**DATA FOR THE TASK:**

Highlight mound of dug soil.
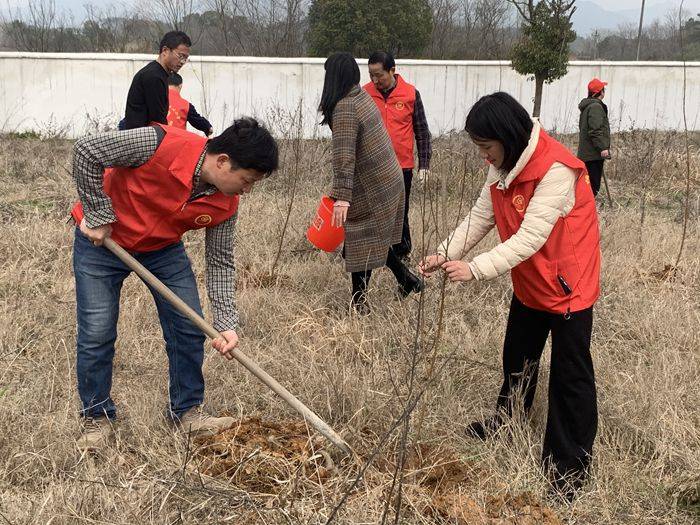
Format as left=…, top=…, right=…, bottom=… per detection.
left=195, top=417, right=335, bottom=493
left=396, top=444, right=562, bottom=525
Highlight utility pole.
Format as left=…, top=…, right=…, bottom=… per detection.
left=637, top=0, right=644, bottom=62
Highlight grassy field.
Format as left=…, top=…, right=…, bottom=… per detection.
left=0, top=128, right=700, bottom=525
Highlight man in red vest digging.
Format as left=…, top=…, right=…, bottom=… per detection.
left=364, top=51, right=432, bottom=258
left=168, top=73, right=214, bottom=137
left=72, top=119, right=278, bottom=451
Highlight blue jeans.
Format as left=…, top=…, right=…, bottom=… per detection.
left=73, top=228, right=205, bottom=419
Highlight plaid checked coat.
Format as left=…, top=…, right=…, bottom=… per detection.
left=329, top=85, right=404, bottom=272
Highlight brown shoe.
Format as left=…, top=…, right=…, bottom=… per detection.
left=76, top=417, right=114, bottom=453
left=177, top=406, right=235, bottom=436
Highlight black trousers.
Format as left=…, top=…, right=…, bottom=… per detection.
left=586, top=159, right=605, bottom=197
left=387, top=169, right=413, bottom=256
left=350, top=247, right=410, bottom=304
left=497, top=296, right=598, bottom=476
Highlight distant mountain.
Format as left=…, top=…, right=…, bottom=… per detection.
left=573, top=0, right=700, bottom=37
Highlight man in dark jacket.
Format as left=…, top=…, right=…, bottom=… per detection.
left=120, top=31, right=192, bottom=129
left=578, top=78, right=610, bottom=195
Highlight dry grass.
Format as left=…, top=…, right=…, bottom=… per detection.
left=0, top=128, right=700, bottom=525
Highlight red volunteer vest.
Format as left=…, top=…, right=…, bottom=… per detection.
left=168, top=87, right=190, bottom=129
left=71, top=126, right=239, bottom=252
left=491, top=131, right=600, bottom=313
left=364, top=75, right=416, bottom=169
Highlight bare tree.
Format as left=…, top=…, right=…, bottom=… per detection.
left=2, top=0, right=59, bottom=52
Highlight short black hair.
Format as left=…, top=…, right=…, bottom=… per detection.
left=318, top=52, right=360, bottom=128
left=168, top=73, right=182, bottom=86
left=158, top=31, right=192, bottom=53
left=464, top=91, right=532, bottom=171
left=207, top=117, right=279, bottom=177
left=367, top=51, right=396, bottom=71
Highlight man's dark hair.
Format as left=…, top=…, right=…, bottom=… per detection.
left=207, top=117, right=279, bottom=177
left=367, top=51, right=396, bottom=71
left=158, top=31, right=192, bottom=53
left=168, top=73, right=182, bottom=86
left=464, top=91, right=532, bottom=171
left=318, top=53, right=360, bottom=129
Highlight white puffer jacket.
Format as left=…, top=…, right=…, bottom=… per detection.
left=438, top=119, right=576, bottom=280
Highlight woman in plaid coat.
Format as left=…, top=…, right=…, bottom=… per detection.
left=320, top=53, right=423, bottom=313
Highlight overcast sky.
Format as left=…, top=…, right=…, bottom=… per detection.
left=0, top=0, right=700, bottom=17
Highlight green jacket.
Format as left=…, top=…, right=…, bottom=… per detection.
left=577, top=98, right=610, bottom=162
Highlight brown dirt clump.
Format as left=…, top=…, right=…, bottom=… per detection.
left=195, top=417, right=335, bottom=493
left=396, top=444, right=561, bottom=525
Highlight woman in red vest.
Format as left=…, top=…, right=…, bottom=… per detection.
left=420, top=93, right=600, bottom=497
left=72, top=119, right=278, bottom=451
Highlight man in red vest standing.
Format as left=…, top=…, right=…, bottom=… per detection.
left=168, top=73, right=214, bottom=137
left=71, top=119, right=278, bottom=451
left=364, top=51, right=432, bottom=258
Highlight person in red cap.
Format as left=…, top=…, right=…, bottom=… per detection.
left=577, top=78, right=610, bottom=195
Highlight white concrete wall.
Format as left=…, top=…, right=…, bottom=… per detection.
left=0, top=53, right=700, bottom=136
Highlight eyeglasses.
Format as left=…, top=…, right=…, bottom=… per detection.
left=171, top=49, right=190, bottom=62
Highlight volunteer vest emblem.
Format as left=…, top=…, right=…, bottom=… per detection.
left=194, top=214, right=211, bottom=226
left=513, top=195, right=525, bottom=213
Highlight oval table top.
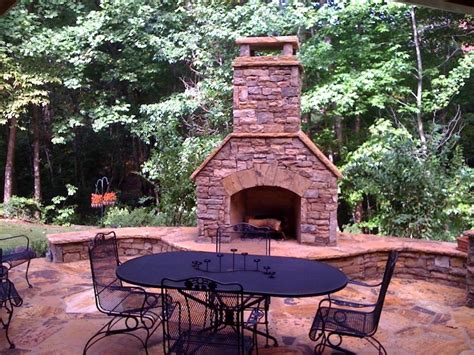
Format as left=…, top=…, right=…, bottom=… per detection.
left=117, top=251, right=348, bottom=297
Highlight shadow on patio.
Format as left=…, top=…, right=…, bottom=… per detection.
left=0, top=259, right=474, bottom=354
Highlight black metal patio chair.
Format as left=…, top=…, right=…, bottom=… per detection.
left=216, top=222, right=278, bottom=347
left=0, top=265, right=23, bottom=349
left=161, top=277, right=254, bottom=355
left=84, top=232, right=161, bottom=354
left=309, top=251, right=398, bottom=354
left=0, top=234, right=36, bottom=287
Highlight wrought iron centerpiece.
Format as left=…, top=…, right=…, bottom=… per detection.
left=191, top=249, right=276, bottom=279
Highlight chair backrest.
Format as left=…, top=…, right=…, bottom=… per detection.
left=161, top=277, right=244, bottom=354
left=216, top=222, right=273, bottom=255
left=89, top=232, right=122, bottom=309
left=373, top=250, right=398, bottom=333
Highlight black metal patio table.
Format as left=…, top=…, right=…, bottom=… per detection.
left=117, top=250, right=348, bottom=344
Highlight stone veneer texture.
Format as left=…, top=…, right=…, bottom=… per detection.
left=196, top=137, right=337, bottom=245
left=234, top=65, right=301, bottom=133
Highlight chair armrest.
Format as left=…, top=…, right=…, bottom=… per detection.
left=0, top=234, right=30, bottom=248
left=348, top=280, right=382, bottom=287
left=331, top=298, right=377, bottom=308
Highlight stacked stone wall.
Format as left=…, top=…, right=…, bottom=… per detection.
left=196, top=137, right=337, bottom=245
left=324, top=251, right=466, bottom=288
left=233, top=65, right=301, bottom=132
left=464, top=230, right=474, bottom=307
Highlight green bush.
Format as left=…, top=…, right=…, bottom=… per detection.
left=3, top=196, right=40, bottom=221
left=102, top=206, right=165, bottom=227
left=31, top=239, right=48, bottom=257
left=342, top=120, right=474, bottom=240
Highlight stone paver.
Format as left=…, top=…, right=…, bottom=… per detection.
left=0, top=259, right=474, bottom=355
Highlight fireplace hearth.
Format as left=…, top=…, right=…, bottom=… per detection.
left=191, top=36, right=341, bottom=245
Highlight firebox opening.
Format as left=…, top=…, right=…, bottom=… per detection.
left=230, top=186, right=301, bottom=239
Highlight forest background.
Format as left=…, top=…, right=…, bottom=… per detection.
left=0, top=0, right=474, bottom=240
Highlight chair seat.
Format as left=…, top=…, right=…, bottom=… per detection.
left=2, top=248, right=36, bottom=263
left=169, top=324, right=253, bottom=355
left=309, top=307, right=375, bottom=340
left=100, top=286, right=161, bottom=315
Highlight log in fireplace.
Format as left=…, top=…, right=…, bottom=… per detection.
left=191, top=36, right=341, bottom=245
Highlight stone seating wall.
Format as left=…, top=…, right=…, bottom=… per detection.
left=47, top=227, right=472, bottom=288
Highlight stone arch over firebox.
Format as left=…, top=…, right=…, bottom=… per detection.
left=222, top=163, right=312, bottom=197
left=222, top=164, right=312, bottom=240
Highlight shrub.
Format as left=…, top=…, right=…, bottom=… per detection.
left=31, top=239, right=48, bottom=257
left=102, top=207, right=165, bottom=227
left=3, top=196, right=40, bottom=221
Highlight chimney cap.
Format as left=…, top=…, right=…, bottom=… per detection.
left=235, top=36, right=300, bottom=50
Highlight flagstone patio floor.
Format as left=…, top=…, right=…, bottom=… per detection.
left=0, top=258, right=474, bottom=355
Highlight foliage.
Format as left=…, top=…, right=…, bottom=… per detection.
left=102, top=207, right=164, bottom=228
left=42, top=184, right=77, bottom=226
left=31, top=239, right=49, bottom=258
left=343, top=120, right=474, bottom=239
left=3, top=196, right=40, bottom=221
left=0, top=0, right=474, bottom=237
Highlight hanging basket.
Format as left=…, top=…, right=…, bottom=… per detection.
left=102, top=192, right=117, bottom=206
left=91, top=194, right=103, bottom=208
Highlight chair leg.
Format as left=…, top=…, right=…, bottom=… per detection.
left=2, top=301, right=15, bottom=349
left=25, top=259, right=33, bottom=288
left=367, top=336, right=387, bottom=355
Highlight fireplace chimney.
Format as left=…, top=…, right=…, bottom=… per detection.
left=191, top=36, right=342, bottom=245
left=233, top=36, right=301, bottom=133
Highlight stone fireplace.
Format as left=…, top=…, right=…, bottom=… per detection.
left=191, top=36, right=341, bottom=245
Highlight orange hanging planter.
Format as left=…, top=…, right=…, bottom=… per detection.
left=102, top=192, right=117, bottom=206
left=91, top=194, right=103, bottom=208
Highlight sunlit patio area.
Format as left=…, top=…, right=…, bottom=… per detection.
left=0, top=228, right=474, bottom=355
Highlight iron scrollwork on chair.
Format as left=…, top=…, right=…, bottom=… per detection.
left=161, top=277, right=253, bottom=355
left=0, top=266, right=23, bottom=349
left=216, top=222, right=278, bottom=347
left=0, top=234, right=36, bottom=288
left=84, top=232, right=162, bottom=354
left=309, top=251, right=398, bottom=354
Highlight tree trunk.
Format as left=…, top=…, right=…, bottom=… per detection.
left=411, top=6, right=426, bottom=151
left=334, top=116, right=344, bottom=157
left=3, top=118, right=17, bottom=204
left=31, top=106, right=42, bottom=207
left=352, top=115, right=364, bottom=223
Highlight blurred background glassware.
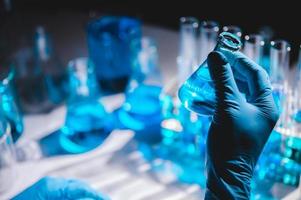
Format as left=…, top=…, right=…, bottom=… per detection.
left=258, top=26, right=274, bottom=72
left=222, top=25, right=242, bottom=38
left=179, top=32, right=241, bottom=115
left=87, top=16, right=142, bottom=93
left=199, top=21, right=219, bottom=64
left=35, top=26, right=67, bottom=104
left=0, top=66, right=23, bottom=142
left=0, top=118, right=17, bottom=196
left=177, top=17, right=199, bottom=81
left=60, top=57, right=109, bottom=153
left=118, top=37, right=162, bottom=135
left=243, top=34, right=264, bottom=66
left=13, top=27, right=59, bottom=114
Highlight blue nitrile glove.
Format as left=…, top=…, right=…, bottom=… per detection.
left=13, top=177, right=107, bottom=200
left=205, top=52, right=279, bottom=199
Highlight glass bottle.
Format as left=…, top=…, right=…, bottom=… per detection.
left=0, top=68, right=23, bottom=142
left=60, top=58, right=108, bottom=153
left=178, top=32, right=241, bottom=115
left=118, top=37, right=162, bottom=131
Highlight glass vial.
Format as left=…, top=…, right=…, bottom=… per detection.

**REQUIRED WORK:** Copy out again, unchanged, the lines from the one containing "Highlight flagstone patio floor." through the one containing "left=0, top=258, right=474, bottom=355", including both of those lines.

**ANSWER BELOW:**
Highlight flagstone patio floor.
Format as left=…, top=…, right=…, bottom=… per detection.
left=0, top=258, right=474, bottom=355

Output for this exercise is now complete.